* **Problem details**
Quote word for word the entries below, starting at the line that contains "Batch task #47: Identify and box every ear" and ending with the line that contains "[325,71,346,88]".

* **Rows**

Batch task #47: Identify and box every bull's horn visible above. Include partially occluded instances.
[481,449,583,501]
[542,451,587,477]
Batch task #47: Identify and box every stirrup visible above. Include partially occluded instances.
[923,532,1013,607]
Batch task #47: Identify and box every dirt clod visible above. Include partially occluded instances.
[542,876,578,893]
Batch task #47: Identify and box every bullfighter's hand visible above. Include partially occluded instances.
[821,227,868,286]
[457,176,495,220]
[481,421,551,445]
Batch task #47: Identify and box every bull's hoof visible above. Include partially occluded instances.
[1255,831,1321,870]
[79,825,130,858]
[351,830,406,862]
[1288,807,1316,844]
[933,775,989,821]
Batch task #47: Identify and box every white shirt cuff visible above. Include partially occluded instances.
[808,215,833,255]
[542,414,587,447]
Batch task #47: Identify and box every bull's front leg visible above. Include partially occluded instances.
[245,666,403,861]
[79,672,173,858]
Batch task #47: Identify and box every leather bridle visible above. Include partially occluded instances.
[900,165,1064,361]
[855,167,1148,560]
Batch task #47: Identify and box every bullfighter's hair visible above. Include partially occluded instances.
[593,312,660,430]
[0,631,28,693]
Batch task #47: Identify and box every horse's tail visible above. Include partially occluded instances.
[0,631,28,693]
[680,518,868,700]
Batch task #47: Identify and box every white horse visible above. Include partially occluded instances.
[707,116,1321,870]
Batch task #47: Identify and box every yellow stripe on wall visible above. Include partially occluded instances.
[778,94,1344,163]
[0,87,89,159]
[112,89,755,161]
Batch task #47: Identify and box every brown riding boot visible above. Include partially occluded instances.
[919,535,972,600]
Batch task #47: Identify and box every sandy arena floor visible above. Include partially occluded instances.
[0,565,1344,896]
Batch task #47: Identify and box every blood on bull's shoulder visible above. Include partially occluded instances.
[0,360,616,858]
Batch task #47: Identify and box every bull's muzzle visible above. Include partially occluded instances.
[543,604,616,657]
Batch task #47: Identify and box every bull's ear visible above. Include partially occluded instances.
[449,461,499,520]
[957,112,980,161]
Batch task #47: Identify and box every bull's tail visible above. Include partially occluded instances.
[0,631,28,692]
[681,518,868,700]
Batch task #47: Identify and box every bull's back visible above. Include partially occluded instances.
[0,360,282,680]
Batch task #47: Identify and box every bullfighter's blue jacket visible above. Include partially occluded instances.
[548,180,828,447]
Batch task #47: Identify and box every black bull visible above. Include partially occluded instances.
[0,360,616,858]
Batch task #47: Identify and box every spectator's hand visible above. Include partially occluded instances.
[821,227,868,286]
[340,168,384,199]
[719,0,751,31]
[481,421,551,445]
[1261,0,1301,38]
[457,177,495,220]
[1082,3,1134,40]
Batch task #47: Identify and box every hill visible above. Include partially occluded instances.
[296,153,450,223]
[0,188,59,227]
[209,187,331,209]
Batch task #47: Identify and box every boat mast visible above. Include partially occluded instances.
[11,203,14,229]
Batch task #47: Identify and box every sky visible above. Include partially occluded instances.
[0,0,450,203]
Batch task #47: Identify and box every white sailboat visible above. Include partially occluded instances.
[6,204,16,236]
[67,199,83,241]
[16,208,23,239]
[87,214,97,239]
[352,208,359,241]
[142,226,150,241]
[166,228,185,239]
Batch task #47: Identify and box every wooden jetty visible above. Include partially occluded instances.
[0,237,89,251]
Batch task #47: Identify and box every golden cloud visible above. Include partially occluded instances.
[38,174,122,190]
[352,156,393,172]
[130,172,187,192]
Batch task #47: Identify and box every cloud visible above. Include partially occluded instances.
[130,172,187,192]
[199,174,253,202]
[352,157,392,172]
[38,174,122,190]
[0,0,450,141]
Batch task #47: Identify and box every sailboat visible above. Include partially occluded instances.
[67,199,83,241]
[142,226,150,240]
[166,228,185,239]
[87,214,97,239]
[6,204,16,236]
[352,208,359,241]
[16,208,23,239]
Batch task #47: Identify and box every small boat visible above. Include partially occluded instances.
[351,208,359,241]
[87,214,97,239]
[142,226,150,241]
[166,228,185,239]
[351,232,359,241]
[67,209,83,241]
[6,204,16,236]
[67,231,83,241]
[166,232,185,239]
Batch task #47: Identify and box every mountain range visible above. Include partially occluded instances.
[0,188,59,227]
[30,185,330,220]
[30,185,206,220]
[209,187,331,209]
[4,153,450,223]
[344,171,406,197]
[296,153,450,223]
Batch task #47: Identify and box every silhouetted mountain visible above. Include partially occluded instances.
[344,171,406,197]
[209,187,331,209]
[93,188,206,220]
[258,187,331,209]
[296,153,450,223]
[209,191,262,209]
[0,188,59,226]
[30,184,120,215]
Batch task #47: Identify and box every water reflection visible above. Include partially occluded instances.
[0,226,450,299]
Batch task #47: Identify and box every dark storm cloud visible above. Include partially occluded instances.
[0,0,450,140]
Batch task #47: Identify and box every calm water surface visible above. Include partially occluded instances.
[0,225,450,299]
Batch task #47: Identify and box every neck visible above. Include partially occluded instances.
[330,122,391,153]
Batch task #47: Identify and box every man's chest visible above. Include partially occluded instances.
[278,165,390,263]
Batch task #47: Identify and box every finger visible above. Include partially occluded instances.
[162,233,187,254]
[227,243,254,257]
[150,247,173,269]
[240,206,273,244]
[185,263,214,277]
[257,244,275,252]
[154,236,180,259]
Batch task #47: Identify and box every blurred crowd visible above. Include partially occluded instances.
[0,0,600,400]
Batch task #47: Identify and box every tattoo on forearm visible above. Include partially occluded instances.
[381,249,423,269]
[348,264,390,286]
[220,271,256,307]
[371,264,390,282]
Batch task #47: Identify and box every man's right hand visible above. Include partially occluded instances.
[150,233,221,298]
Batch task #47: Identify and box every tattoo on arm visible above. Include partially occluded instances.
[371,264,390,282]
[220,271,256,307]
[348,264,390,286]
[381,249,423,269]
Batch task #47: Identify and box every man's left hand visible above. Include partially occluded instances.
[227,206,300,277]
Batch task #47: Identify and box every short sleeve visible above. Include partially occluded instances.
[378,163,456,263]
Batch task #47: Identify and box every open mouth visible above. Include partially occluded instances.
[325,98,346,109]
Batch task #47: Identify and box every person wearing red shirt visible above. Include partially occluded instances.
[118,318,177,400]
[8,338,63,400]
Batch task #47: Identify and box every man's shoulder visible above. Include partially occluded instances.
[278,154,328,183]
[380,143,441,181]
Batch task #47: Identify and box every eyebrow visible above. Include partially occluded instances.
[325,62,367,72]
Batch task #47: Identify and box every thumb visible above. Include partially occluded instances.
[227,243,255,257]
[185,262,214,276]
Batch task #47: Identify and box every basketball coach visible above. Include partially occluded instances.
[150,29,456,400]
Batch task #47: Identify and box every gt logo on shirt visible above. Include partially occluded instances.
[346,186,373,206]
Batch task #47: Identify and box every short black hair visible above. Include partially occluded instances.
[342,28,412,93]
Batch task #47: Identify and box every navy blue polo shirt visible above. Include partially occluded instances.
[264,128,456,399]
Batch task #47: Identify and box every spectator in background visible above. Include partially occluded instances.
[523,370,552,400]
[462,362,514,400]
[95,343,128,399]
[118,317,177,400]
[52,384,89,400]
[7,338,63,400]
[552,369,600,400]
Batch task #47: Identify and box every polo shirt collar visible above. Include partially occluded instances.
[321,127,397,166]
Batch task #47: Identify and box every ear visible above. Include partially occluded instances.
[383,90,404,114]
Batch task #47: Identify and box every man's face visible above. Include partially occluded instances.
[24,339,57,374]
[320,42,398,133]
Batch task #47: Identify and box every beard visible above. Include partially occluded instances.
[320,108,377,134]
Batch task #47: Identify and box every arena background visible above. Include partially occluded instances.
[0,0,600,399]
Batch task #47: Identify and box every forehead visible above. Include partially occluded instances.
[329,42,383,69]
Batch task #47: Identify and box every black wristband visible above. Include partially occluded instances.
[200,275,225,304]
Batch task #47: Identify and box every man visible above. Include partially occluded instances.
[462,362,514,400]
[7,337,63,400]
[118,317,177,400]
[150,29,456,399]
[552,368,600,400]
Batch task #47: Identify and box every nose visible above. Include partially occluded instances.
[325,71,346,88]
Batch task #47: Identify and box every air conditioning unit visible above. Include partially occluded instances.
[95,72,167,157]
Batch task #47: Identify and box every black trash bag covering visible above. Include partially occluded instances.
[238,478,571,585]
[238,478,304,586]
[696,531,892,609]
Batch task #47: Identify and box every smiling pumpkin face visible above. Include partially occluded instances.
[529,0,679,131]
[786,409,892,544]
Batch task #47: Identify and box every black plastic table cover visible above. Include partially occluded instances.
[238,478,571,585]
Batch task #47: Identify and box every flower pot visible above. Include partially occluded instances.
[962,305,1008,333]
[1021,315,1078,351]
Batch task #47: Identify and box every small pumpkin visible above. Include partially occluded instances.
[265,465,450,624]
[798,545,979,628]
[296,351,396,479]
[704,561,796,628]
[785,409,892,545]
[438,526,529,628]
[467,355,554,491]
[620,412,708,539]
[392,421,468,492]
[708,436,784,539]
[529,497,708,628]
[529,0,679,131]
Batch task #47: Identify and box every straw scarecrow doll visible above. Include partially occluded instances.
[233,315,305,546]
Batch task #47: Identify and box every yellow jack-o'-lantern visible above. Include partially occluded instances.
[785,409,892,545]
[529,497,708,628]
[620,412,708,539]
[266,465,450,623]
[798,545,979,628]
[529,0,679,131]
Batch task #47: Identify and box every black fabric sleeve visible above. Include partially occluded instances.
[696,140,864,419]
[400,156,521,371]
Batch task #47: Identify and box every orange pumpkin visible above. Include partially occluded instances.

* **Output for this exercise**
Batch task #47: Identify and box every ear visible above. Include partially occluded instances.
[383,90,404,114]
Batch task #47: Identify and box every man's face visible above. Include partially occluded instances.
[24,339,57,374]
[320,42,398,133]
Batch task #47: Identify and box every beard visible above. Include partially occluded instances.
[320,108,377,134]
Batch task #47: Identify and box every arena background visible above. Include partially occluded instances.
[0,0,600,399]
Batch task #47: Identify and box every forehead visible above. Include partially occluded instances.
[329,42,383,69]
Batch task #47: Identify and box every black wristband visible above. Include partially occluded instances.
[200,275,225,304]
Batch task #47: Identify and box every man visible above. Include partially occluded instances.
[462,362,514,400]
[7,337,63,400]
[118,317,177,400]
[150,29,456,399]
[552,368,600,400]
Batch task #47: Identify and box every nose visible above. Include partially occluded instances.
[325,71,346,88]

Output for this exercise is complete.